Personal details
- Born: July 28, 1974 (age 51) Chicago, Illinois, U.S.
- Height: 5 ft 4 in (1.63 m)

= List of Playboy Playmates of 2002 =

The following is a list of Playboy Playmates of 2002. Playboy magazine names its Playmate of the Month each month throughout the year.

==January==

Nicole Narain (born July 28, 1974) is a Guyanese-American model and actress. She is Playboys Playmate of the Month for January 2002 and has appeared in Playboy videos. She has also been featured in music videos and on reality TV programs.

==February==

Anka Romensky (born 16 September 1980) is a Ukrainian model. She is Playboy magazine's Playmate of the Month for February 2002.

==March==

Tina Jordan (born August 21, 1972) is an American model and radio personality. She had been romantically involved with Hugh Hefner before appearing as Playmate of the Month for March 2002.

==April==

Heather Carolin (born August 15, 1982) is an American model and actress, born in Harbor City, California.

==May==

Christi Shake (born August 22, 1980) is an American model and actress. She is of Czech, German, Polish, Swedish and Dutch ancestry. Shake is Playboy magazine's Playmate of the Month for May 2002. She has appeared in Playboy videos.

- [INFORMATION PROVIDED]

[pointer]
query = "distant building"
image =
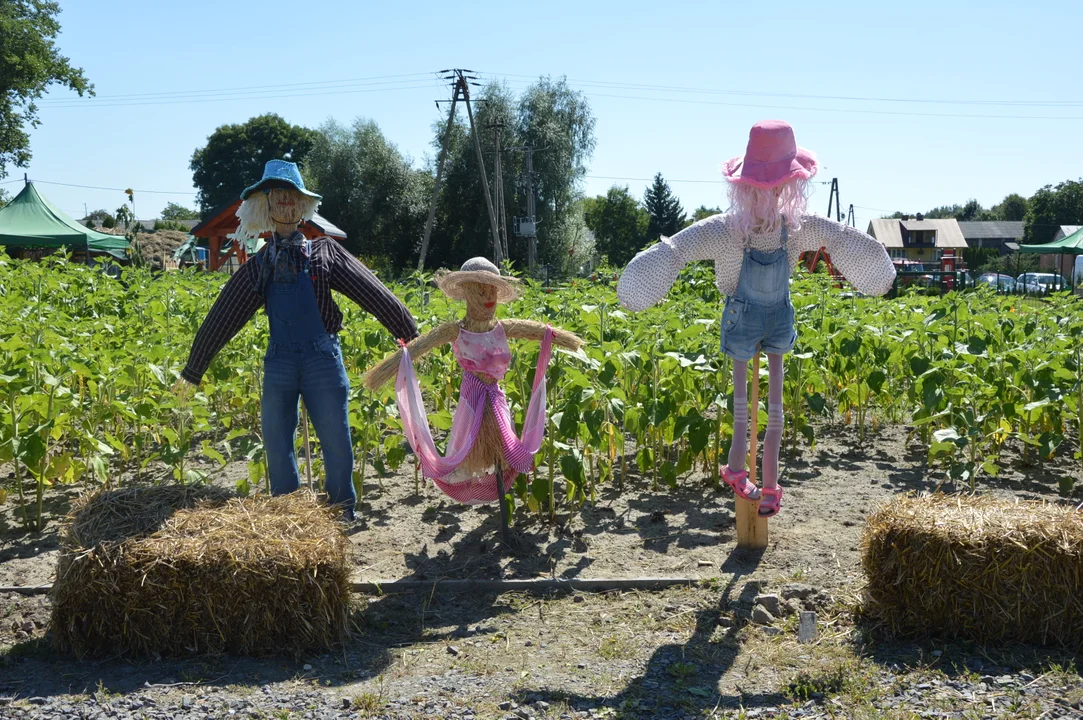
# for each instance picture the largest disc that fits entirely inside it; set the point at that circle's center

- [OBJECTIVE]
Answer each question using the list of 2002 Playmates.
(a) What nationality does the list give for Anka Romensky?
(b) Who had Tina Jordan been romantically involved with before she appeared as Playmate of the Month for March 2002?
(c) Where was Heather Carolin born?

- [FINAL ANSWER]
(a) Ukrainian
(b) Hugh Hefner
(c) Harbor City, California